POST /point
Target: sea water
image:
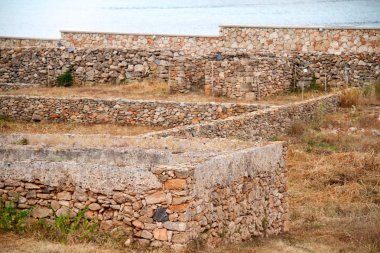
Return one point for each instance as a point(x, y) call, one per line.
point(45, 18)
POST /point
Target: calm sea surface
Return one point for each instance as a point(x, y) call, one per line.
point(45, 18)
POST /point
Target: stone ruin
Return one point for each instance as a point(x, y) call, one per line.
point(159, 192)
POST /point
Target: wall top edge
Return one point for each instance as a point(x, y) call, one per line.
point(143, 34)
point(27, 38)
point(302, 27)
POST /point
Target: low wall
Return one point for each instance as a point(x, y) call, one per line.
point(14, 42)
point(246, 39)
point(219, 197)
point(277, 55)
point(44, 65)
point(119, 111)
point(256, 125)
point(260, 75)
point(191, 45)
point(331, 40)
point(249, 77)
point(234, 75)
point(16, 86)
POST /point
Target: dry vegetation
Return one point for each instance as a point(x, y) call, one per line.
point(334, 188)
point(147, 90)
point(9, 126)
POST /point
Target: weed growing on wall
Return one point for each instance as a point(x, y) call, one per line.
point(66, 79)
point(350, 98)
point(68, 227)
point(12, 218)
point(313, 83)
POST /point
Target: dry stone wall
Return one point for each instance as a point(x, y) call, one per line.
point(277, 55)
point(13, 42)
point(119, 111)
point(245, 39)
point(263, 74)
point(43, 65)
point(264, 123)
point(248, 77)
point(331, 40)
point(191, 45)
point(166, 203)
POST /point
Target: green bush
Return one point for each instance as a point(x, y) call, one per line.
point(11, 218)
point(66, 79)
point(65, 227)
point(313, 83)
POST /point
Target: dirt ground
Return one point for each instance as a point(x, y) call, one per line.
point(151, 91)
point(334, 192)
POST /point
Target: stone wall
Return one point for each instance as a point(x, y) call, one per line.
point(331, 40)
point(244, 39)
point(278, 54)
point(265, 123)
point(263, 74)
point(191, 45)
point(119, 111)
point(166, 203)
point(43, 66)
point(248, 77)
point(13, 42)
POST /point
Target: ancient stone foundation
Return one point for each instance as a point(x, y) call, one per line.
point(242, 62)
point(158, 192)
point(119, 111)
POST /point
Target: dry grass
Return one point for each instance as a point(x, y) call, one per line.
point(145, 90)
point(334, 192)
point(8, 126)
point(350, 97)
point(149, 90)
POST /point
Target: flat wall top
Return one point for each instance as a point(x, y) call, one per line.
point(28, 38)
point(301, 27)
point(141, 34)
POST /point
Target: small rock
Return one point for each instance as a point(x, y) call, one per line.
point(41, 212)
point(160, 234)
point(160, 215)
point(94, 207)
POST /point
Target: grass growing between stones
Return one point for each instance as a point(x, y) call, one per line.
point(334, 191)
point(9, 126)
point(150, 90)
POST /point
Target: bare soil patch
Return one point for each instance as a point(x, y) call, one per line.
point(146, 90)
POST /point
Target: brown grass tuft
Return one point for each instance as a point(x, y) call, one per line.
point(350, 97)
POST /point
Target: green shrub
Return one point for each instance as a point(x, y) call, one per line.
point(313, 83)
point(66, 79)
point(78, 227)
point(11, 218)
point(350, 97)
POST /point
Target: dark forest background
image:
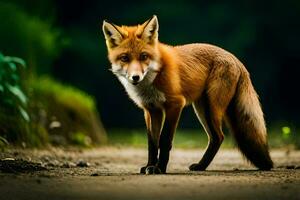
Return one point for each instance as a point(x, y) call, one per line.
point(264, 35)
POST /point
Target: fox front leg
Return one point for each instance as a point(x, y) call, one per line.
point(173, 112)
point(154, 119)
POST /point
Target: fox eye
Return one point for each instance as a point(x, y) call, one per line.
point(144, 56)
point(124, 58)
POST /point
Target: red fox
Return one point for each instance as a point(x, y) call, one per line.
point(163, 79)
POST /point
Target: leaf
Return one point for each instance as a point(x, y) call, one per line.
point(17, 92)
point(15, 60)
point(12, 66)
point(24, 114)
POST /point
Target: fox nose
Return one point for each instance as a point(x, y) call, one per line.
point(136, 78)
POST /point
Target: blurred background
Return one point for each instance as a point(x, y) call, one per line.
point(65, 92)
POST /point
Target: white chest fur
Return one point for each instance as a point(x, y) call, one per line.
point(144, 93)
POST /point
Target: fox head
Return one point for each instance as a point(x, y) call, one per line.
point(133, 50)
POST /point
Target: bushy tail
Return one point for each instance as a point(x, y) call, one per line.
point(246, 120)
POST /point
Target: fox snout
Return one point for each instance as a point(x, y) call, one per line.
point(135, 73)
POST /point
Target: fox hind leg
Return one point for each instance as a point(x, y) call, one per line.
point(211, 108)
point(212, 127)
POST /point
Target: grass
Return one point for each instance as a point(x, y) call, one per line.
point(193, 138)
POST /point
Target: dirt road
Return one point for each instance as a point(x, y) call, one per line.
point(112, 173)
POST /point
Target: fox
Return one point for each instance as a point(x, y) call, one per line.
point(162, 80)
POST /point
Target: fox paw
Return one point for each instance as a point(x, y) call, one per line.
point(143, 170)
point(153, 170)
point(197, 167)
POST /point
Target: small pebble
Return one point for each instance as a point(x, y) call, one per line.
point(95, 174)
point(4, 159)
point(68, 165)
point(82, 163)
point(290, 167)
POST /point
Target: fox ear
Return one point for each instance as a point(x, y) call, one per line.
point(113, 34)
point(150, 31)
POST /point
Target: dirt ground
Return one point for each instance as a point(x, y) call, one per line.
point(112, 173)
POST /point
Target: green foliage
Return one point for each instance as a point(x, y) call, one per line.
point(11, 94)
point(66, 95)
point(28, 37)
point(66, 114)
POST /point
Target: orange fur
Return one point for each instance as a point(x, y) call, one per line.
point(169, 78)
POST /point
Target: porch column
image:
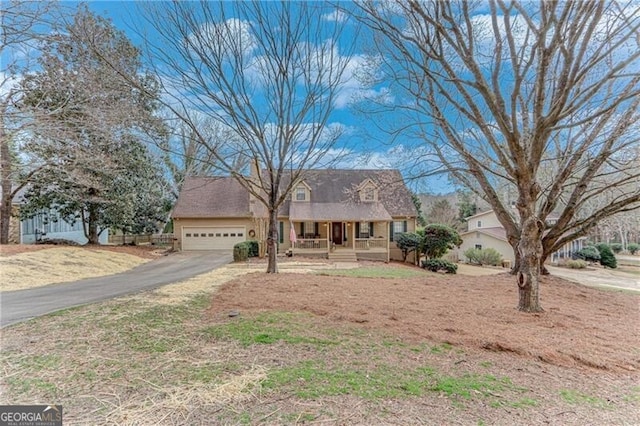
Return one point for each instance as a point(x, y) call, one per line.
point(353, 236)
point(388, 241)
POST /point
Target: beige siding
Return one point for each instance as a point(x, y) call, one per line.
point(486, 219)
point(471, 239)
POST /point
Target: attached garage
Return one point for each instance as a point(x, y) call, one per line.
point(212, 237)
══════════════════════════════
#### What the exercise asks
With the pictures omitted, reproduce the records in full and exactly.

#### Task answer
POST /point
Target: sea water
image:
Return one point for each instance as a point(x, y) call, one per line.
point(45, 18)
POST /point
Target: calm sea surface
Return one point for each instance as a point(x, y) call, one per line.
point(45, 18)
POST /point
Target: stone ruin
Return one point for each instance as a point(x, y) call, one per line.
point(159, 192)
POST /point
Target: wall top edge
Return one point for each instance as a point(x, y) call, one per line.
point(143, 34)
point(27, 38)
point(302, 27)
POST /point
Target: low wall
Return one point for each instance as a point(x, y) call, one per line.
point(14, 42)
point(246, 39)
point(219, 197)
point(277, 55)
point(44, 65)
point(119, 111)
point(256, 125)
point(260, 75)
point(191, 45)
point(331, 40)
point(249, 77)
point(234, 75)
point(16, 86)
POST /point
Target: dry vegetation
Return one point for each instance as a point(x, y) call, one per line.
point(334, 188)
point(147, 90)
point(9, 126)
POST /point
Target: weed growing on wall
Return one point for each instance as a point(x, y) call, one per line.
point(66, 79)
point(350, 98)
point(68, 227)
point(12, 218)
point(313, 83)
POST /point
Target: dry stone wall
Return one point for each instance as a point(x, y) call, one per line.
point(277, 55)
point(13, 42)
point(119, 111)
point(245, 39)
point(263, 74)
point(43, 65)
point(264, 123)
point(248, 77)
point(331, 40)
point(191, 45)
point(166, 203)
POST /point
Target: green bush
Return one point for each instance as a point(x, y) call, one per line.
point(11, 218)
point(66, 79)
point(65, 227)
point(313, 83)
POST /point
Target: dirt ground
Return one point for each instance as a point(x, y) call, one per line.
point(151, 91)
point(334, 192)
POST /point
Target: stone wall
Return one point for each instance as a point(x, y) call, one per line.
point(331, 40)
point(244, 39)
point(278, 54)
point(265, 123)
point(263, 74)
point(191, 45)
point(119, 111)
point(166, 203)
point(43, 66)
point(248, 77)
point(13, 42)
POST /point
Target: ancient stone foundation
Return one point for each instance as a point(x, y) call, one per line.
point(242, 62)
point(158, 192)
point(119, 111)
POST /point
Target: dry grass
Return one point for each instance as a point(x, y) call, one per line.
point(145, 90)
point(334, 192)
point(8, 126)
point(350, 97)
point(149, 90)
POST /point
Target: flat wall top
Return one point for each instance as a point(x, y) call, one per line.
point(28, 38)
point(301, 27)
point(141, 34)
POST /point
Target: small rock
Return one point for each instance as a point(x, y) call, one per line.
point(41, 212)
point(160, 234)
point(160, 215)
point(94, 207)
POST /point
Target: grass growing between stones
Return one point for each instance as a point(x, y) call, one per line.
point(334, 191)
point(9, 126)
point(150, 90)
POST /point
Target: bare soil patch
Return one point for each instance as a point(x, y) call, one per line.
point(146, 90)
POST /point
Target: brown grass tuft
Return one point for each instance as a point(x, y) call, one per line.
point(350, 97)
POST /point
Target: green shrub
Return one point for each instance as a point(x, y) call, one per line.
point(313, 83)
point(66, 79)
point(78, 227)
point(11, 218)
point(350, 97)
POST /point
Target: dark forest background
image:
Return one point for each instance as a point(x, y) call, one per line.
point(264, 35)
POST /point
Target: fox front leg
Return one point for each instance as a point(x, y) call, one per line.
point(173, 112)
point(154, 119)
POST /point
Target: fox eye
Return one point for each instance as a point(x, y) call, one per line.
point(144, 56)
point(124, 58)
POST /point
Target: red fox
Return one point for each instance as a point(x, y) call, one per line.
point(163, 79)
POST /point
Target: leaf
Return one point for each instance as a point(x, y) call, one per line.
point(17, 92)
point(15, 60)
point(12, 66)
point(24, 114)
POST /point
Target: fox nose
Return one point for each instance as a point(x, y) call, one per line.
point(136, 78)
POST /point
Target: blurred background
Return one point for each instance as a point(x, y) call, one per line.
point(65, 92)
POST /point
Target: white chest fur
Return one point for each instance as a point(x, y) call, one per line.
point(144, 93)
POST /point
Target: fox head
Return one point for each instance as a point(x, y) call, one per line.
point(133, 50)
POST /point
Target: bushy tail
Return one point for each instance as a point(x, y) call, one per line.
point(246, 120)
POST /point
Target: fox snout
Return one point for each instance as a point(x, y) call, one per line.
point(135, 73)
POST /point
Target: fox hind leg
Return one point for each instance as a point(x, y) call, one per line.
point(211, 108)
point(212, 127)
POST /point
Target: grass
Return one point for each instance as a point(x, y) call, one per line.
point(193, 138)
POST /point
Target: dirt road
Return one point for each instance as a point(x, y) call, one per line.
point(112, 173)
POST /point
Target: fox
Return one point for each instance as a point(x, y) call, one per line.
point(162, 80)
POST /point
Target: fox paw
Return one point for each instance as a point(x, y) call, one per line.
point(143, 170)
point(153, 170)
point(197, 167)
POST /point
Target: small pebble
Return one point for each instance as a point(x, y) call, one per line.
point(95, 174)
point(4, 159)
point(68, 165)
point(82, 163)
point(290, 167)
POST /point
Target: fox ear
Return one point for each instance as a point(x, y) call, one per line.
point(113, 34)
point(150, 31)
POST /point
Target: dirt ground
Return one point for each instance as a point(x, y) call, one per line.
point(112, 173)
POST /point
Target: green foliage
Return one point for each instance as a point(x, y) call, one per line.
point(11, 94)
point(66, 95)
point(28, 37)
point(66, 114)
POST /point
Target: orange fur
Return one point for each instance as a point(x, y) call, one per line.
point(169, 78)
POST /point
Target: porch column
image:
Return one point for each instance as a point(x, y) call, one per line.
point(353, 236)
point(388, 241)
POST /point
Target: beige siding
Return one point for each instance as a point(x, y) call, one per line.
point(486, 219)
point(471, 239)
POST /point
Target: attached garage
Return one point for each instance as a point(x, y) call, one per line.
point(212, 237)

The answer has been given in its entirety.